Required action: Please copy every line from the following entries in which the word "bicycle" appears.

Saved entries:
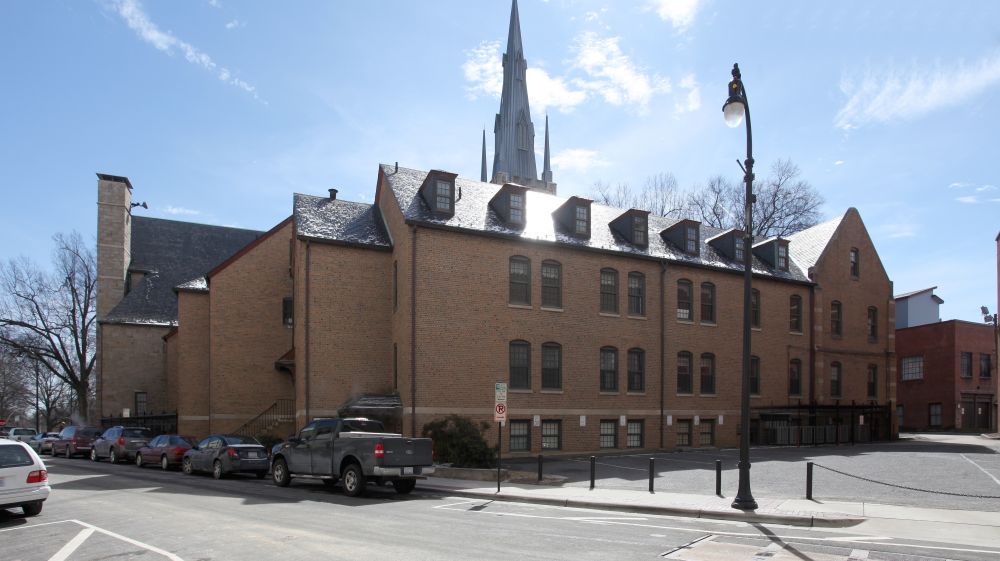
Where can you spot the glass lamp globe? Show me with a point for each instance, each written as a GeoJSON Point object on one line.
{"type": "Point", "coordinates": [733, 113]}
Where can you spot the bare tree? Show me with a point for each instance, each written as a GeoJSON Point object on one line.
{"type": "Point", "coordinates": [50, 317]}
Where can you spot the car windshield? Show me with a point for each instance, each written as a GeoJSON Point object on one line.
{"type": "Point", "coordinates": [145, 433]}
{"type": "Point", "coordinates": [236, 439]}
{"type": "Point", "coordinates": [14, 456]}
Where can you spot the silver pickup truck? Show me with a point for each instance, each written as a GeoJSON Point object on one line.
{"type": "Point", "coordinates": [354, 451]}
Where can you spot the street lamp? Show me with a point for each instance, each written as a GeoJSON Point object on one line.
{"type": "Point", "coordinates": [734, 110]}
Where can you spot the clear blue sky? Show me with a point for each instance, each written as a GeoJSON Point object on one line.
{"type": "Point", "coordinates": [218, 110]}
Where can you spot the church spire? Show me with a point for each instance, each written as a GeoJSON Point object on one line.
{"type": "Point", "coordinates": [482, 175]}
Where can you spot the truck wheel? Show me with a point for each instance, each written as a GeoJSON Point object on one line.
{"type": "Point", "coordinates": [404, 486]}
{"type": "Point", "coordinates": [354, 481]}
{"type": "Point", "coordinates": [279, 473]}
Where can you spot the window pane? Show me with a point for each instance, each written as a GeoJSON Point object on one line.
{"type": "Point", "coordinates": [609, 291]}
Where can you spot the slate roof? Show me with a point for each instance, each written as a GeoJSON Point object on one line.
{"type": "Point", "coordinates": [334, 220]}
{"type": "Point", "coordinates": [806, 247]}
{"type": "Point", "coordinates": [473, 213]}
{"type": "Point", "coordinates": [171, 253]}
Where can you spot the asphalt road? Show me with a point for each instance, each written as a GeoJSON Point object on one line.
{"type": "Point", "coordinates": [102, 511]}
{"type": "Point", "coordinates": [949, 466]}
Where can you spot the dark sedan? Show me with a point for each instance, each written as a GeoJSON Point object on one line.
{"type": "Point", "coordinates": [222, 454]}
{"type": "Point", "coordinates": [167, 450]}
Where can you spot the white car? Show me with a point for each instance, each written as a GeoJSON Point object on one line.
{"type": "Point", "coordinates": [24, 481]}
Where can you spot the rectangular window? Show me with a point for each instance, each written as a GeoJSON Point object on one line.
{"type": "Point", "coordinates": [551, 284]}
{"type": "Point", "coordinates": [520, 436]}
{"type": "Point", "coordinates": [551, 435]}
{"type": "Point", "coordinates": [707, 302]}
{"type": "Point", "coordinates": [551, 367]}
{"type": "Point", "coordinates": [636, 294]}
{"type": "Point", "coordinates": [966, 367]}
{"type": "Point", "coordinates": [581, 220]}
{"type": "Point", "coordinates": [609, 370]}
{"type": "Point", "coordinates": [520, 365]}
{"type": "Point", "coordinates": [684, 432]}
{"type": "Point", "coordinates": [609, 291]}
{"type": "Point", "coordinates": [636, 370]}
{"type": "Point", "coordinates": [684, 380]}
{"type": "Point", "coordinates": [754, 375]}
{"type": "Point", "coordinates": [934, 412]}
{"type": "Point", "coordinates": [707, 374]}
{"type": "Point", "coordinates": [609, 434]}
{"type": "Point", "coordinates": [287, 312]}
{"type": "Point", "coordinates": [443, 195]}
{"type": "Point", "coordinates": [141, 407]}
{"type": "Point", "coordinates": [634, 434]}
{"type": "Point", "coordinates": [912, 367]}
{"type": "Point", "coordinates": [706, 433]}
{"type": "Point", "coordinates": [684, 300]}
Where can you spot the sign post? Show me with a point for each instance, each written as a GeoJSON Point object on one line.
{"type": "Point", "coordinates": [500, 416]}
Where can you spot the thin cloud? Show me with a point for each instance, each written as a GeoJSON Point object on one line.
{"type": "Point", "coordinates": [680, 13]}
{"type": "Point", "coordinates": [137, 20]}
{"type": "Point", "coordinates": [898, 95]}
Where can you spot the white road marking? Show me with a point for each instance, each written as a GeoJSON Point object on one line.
{"type": "Point", "coordinates": [995, 480]}
{"type": "Point", "coordinates": [72, 546]}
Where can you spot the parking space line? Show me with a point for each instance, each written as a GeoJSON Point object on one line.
{"type": "Point", "coordinates": [72, 546]}
{"type": "Point", "coordinates": [995, 480]}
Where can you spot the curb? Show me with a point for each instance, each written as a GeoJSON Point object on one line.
{"type": "Point", "coordinates": [768, 517]}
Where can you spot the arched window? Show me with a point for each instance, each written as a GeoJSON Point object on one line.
{"type": "Point", "coordinates": [520, 280]}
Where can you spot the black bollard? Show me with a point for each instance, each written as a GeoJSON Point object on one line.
{"type": "Point", "coordinates": [809, 480]}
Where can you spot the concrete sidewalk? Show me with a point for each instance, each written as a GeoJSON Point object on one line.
{"type": "Point", "coordinates": [876, 519]}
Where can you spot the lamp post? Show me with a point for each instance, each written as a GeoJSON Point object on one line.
{"type": "Point", "coordinates": [734, 110]}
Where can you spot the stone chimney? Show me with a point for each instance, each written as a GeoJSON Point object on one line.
{"type": "Point", "coordinates": [114, 239]}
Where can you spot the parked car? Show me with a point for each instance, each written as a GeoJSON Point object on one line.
{"type": "Point", "coordinates": [166, 450]}
{"type": "Point", "coordinates": [222, 454]}
{"type": "Point", "coordinates": [355, 451]}
{"type": "Point", "coordinates": [42, 442]}
{"type": "Point", "coordinates": [120, 443]}
{"type": "Point", "coordinates": [24, 481]}
{"type": "Point", "coordinates": [75, 439]}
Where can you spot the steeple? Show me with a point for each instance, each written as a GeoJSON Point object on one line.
{"type": "Point", "coordinates": [482, 175]}
{"type": "Point", "coordinates": [514, 133]}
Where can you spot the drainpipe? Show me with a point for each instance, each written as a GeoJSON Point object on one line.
{"type": "Point", "coordinates": [413, 331]}
{"type": "Point", "coordinates": [663, 351]}
{"type": "Point", "coordinates": [307, 364]}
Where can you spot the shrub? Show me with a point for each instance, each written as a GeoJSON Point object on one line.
{"type": "Point", "coordinates": [460, 442]}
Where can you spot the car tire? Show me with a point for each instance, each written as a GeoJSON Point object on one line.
{"type": "Point", "coordinates": [404, 486]}
{"type": "Point", "coordinates": [279, 473]}
{"type": "Point", "coordinates": [354, 480]}
{"type": "Point", "coordinates": [32, 509]}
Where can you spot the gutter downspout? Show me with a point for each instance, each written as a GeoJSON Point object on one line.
{"type": "Point", "coordinates": [413, 331]}
{"type": "Point", "coordinates": [663, 351]}
{"type": "Point", "coordinates": [307, 364]}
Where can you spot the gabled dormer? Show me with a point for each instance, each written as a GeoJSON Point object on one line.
{"type": "Point", "coordinates": [510, 203]}
{"type": "Point", "coordinates": [685, 235]}
{"type": "Point", "coordinates": [774, 252]}
{"type": "Point", "coordinates": [730, 244]}
{"type": "Point", "coordinates": [438, 191]}
{"type": "Point", "coordinates": [633, 226]}
{"type": "Point", "coordinates": [573, 217]}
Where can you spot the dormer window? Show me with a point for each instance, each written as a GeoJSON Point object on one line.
{"type": "Point", "coordinates": [582, 220]}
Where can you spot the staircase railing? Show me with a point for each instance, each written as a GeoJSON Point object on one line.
{"type": "Point", "coordinates": [281, 411]}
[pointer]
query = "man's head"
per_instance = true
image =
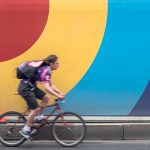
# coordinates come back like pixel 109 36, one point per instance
pixel 52 61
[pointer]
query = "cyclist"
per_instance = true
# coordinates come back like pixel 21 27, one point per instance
pixel 31 94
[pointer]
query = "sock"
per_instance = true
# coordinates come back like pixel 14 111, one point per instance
pixel 27 128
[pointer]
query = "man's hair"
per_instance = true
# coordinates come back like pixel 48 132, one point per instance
pixel 50 59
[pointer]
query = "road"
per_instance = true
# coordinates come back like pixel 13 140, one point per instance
pixel 99 145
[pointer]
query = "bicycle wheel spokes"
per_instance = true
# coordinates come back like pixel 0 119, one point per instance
pixel 10 125
pixel 69 130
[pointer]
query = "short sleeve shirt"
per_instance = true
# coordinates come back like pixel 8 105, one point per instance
pixel 44 74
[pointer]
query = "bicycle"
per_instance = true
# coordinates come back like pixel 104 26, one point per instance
pixel 68 128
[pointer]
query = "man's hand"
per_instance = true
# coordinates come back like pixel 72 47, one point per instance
pixel 61 97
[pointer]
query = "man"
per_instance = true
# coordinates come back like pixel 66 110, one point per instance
pixel 30 92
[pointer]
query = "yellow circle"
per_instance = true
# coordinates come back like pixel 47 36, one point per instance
pixel 73 32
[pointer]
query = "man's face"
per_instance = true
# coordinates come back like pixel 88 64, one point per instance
pixel 55 65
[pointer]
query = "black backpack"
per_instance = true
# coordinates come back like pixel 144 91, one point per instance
pixel 27 71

Solution to this problem:
query = "bicycle wheel spokes"
query = "bicycle"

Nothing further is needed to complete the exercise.